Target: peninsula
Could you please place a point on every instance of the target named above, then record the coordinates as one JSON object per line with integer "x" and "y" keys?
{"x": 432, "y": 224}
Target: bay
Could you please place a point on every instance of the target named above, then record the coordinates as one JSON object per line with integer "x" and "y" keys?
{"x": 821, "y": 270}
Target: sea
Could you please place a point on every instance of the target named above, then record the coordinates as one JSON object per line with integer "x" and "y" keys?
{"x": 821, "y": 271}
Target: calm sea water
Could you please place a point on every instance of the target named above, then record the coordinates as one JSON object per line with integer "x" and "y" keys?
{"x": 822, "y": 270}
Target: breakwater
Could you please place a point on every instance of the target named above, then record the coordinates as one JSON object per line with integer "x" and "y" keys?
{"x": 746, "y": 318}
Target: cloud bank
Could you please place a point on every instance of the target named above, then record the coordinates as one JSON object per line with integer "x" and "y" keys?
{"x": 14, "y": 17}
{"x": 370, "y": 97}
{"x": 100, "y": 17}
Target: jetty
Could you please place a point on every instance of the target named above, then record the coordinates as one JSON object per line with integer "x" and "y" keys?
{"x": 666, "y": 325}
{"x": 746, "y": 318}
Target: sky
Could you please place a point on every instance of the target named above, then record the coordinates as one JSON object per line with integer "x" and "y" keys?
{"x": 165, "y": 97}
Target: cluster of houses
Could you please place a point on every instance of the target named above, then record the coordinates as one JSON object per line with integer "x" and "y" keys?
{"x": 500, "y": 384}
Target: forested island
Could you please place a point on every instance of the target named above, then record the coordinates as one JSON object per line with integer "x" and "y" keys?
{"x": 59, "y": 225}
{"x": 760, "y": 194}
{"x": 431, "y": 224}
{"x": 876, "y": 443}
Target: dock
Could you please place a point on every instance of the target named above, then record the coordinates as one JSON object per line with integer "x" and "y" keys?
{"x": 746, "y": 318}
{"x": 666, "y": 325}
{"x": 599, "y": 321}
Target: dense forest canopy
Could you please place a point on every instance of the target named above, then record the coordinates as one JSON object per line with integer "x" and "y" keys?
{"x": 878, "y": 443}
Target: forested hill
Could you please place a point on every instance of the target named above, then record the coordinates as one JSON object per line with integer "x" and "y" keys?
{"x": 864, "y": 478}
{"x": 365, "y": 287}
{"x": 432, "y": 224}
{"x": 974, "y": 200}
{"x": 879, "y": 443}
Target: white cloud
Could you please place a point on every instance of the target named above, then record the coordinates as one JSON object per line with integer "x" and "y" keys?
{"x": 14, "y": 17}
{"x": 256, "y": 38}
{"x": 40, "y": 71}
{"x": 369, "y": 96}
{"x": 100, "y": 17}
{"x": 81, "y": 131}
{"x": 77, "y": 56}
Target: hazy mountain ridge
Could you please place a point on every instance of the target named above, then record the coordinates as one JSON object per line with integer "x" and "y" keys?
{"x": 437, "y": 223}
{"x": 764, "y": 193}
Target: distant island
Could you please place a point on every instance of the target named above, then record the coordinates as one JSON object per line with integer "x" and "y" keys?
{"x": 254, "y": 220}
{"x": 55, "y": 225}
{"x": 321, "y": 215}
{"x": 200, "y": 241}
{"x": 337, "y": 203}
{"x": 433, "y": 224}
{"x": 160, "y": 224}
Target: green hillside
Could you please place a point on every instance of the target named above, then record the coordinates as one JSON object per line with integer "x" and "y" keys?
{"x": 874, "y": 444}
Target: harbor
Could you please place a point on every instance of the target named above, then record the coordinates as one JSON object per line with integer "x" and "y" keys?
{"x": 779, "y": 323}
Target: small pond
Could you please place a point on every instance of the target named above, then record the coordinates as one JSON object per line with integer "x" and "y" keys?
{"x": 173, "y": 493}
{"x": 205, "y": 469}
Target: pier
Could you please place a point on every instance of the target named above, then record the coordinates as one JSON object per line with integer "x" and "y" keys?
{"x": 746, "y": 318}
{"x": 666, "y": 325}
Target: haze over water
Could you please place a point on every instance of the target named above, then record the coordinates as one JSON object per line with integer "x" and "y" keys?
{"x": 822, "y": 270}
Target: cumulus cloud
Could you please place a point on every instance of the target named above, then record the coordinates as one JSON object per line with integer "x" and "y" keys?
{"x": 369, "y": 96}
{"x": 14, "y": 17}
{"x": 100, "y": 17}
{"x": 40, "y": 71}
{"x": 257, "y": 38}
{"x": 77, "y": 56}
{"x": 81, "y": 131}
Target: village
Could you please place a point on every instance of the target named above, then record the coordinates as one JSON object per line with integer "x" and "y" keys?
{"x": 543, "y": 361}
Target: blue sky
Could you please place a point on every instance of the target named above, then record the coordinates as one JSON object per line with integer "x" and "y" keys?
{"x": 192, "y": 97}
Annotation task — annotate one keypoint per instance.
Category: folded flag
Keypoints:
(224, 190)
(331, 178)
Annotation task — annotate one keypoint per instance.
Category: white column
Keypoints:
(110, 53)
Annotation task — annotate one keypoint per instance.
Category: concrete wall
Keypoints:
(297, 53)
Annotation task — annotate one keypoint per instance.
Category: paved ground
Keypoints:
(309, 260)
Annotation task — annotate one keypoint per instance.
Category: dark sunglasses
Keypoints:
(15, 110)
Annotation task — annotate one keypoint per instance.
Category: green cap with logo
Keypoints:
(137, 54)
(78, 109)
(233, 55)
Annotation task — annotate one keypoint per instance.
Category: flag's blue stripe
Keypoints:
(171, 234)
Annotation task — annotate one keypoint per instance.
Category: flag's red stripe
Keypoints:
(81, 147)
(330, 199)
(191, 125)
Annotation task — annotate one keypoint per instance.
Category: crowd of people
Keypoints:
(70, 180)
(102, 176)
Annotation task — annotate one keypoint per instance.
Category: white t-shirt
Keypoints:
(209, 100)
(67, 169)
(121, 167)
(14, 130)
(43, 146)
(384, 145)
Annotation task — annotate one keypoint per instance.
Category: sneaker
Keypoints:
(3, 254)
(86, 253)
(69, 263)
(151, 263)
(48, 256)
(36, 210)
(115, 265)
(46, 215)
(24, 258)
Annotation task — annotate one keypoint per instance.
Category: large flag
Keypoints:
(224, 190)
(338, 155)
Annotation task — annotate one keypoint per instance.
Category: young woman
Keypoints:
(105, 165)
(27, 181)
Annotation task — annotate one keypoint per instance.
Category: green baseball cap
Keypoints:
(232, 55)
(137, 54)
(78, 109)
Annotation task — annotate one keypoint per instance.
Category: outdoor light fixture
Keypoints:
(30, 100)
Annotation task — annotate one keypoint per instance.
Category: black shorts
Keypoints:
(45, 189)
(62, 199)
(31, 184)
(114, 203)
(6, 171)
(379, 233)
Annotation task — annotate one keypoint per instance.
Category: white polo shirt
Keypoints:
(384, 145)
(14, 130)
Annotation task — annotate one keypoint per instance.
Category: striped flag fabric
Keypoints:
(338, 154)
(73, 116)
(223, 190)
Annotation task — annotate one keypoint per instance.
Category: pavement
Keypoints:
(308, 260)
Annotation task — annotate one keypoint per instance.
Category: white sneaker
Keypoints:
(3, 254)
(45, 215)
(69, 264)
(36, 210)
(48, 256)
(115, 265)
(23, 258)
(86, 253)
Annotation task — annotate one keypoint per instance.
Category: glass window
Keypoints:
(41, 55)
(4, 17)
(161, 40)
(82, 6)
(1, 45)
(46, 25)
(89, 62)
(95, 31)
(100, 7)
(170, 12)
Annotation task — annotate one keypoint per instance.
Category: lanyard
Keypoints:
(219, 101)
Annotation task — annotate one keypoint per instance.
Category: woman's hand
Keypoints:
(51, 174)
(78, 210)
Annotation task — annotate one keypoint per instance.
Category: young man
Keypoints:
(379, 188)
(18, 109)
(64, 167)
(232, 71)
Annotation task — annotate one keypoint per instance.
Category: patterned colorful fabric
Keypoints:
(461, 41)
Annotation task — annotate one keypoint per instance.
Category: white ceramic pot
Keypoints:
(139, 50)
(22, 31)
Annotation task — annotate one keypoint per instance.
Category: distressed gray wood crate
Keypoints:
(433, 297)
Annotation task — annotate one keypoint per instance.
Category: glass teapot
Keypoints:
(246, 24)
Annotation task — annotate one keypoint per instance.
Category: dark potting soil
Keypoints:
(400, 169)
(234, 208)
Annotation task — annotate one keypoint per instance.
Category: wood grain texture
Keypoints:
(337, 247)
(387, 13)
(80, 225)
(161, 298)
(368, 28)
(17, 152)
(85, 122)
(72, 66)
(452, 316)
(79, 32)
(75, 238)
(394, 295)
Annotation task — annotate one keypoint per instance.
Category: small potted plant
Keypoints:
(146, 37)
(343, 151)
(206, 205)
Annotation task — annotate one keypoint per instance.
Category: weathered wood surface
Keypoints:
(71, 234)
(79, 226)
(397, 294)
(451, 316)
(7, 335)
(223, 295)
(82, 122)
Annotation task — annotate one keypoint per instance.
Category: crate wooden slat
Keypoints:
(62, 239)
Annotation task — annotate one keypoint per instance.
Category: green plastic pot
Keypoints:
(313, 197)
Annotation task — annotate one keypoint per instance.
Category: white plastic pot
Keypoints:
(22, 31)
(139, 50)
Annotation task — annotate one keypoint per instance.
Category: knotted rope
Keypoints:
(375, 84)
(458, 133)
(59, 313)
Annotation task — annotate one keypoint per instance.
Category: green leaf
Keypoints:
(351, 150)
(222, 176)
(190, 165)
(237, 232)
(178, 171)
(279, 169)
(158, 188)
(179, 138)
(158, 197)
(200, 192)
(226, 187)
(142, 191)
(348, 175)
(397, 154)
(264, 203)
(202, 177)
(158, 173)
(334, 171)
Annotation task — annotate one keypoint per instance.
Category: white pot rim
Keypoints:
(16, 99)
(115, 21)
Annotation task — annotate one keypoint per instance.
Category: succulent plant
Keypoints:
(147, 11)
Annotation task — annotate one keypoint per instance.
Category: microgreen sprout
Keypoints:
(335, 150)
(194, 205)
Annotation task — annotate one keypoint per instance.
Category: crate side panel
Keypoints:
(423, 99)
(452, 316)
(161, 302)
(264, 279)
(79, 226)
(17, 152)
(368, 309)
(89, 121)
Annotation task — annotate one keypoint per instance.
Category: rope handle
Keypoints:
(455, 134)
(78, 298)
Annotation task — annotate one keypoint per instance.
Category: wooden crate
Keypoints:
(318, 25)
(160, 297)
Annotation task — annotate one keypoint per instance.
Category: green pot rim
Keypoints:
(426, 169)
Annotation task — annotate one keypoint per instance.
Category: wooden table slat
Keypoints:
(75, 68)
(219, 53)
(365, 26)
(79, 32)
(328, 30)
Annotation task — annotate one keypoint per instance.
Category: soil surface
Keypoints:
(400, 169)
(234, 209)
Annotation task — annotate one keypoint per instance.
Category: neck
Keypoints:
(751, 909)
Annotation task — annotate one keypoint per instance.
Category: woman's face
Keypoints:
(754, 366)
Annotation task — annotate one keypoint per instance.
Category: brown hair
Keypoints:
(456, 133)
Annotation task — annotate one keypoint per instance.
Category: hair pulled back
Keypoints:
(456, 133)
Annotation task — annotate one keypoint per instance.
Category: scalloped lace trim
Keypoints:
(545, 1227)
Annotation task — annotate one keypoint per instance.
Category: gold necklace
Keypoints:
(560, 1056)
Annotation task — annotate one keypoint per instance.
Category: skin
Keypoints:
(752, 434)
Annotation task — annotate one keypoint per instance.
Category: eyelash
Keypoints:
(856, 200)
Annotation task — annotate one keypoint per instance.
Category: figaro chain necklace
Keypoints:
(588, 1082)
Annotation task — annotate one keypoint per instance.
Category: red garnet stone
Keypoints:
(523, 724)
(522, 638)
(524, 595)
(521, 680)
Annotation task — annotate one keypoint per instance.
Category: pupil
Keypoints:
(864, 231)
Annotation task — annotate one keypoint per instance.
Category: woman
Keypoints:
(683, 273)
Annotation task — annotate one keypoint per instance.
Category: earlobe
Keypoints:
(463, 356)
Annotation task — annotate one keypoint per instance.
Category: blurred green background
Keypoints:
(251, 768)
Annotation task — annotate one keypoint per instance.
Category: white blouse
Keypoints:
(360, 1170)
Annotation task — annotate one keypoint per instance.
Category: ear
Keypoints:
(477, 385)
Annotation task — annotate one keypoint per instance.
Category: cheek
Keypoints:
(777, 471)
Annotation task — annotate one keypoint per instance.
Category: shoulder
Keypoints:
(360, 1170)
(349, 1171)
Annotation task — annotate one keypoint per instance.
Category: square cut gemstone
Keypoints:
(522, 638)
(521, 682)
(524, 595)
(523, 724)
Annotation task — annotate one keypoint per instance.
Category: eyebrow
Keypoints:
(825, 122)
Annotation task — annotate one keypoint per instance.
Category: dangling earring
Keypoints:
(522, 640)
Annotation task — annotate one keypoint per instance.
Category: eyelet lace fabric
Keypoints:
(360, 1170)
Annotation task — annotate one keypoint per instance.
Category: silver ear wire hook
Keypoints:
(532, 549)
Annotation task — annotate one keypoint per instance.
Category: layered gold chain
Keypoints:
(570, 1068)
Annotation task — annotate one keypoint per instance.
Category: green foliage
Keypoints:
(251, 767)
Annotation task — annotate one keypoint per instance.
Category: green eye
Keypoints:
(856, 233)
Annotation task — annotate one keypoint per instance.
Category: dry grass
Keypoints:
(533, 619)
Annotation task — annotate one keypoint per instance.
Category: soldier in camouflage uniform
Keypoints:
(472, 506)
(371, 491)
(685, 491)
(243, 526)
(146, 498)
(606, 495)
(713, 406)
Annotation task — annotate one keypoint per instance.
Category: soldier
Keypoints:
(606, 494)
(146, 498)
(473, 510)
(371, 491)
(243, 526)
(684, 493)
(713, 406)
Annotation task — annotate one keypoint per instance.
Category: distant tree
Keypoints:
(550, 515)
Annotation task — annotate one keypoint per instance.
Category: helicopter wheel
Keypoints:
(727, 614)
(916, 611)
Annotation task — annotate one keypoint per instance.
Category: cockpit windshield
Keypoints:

Task prompt: Which of the lines above carry the string "crate"? Pick them out and copy them.

Answer to the problem:
Category: distressed gray wood crate
Category: crate wooden slat
Category: crate side panel
Category: wooden crate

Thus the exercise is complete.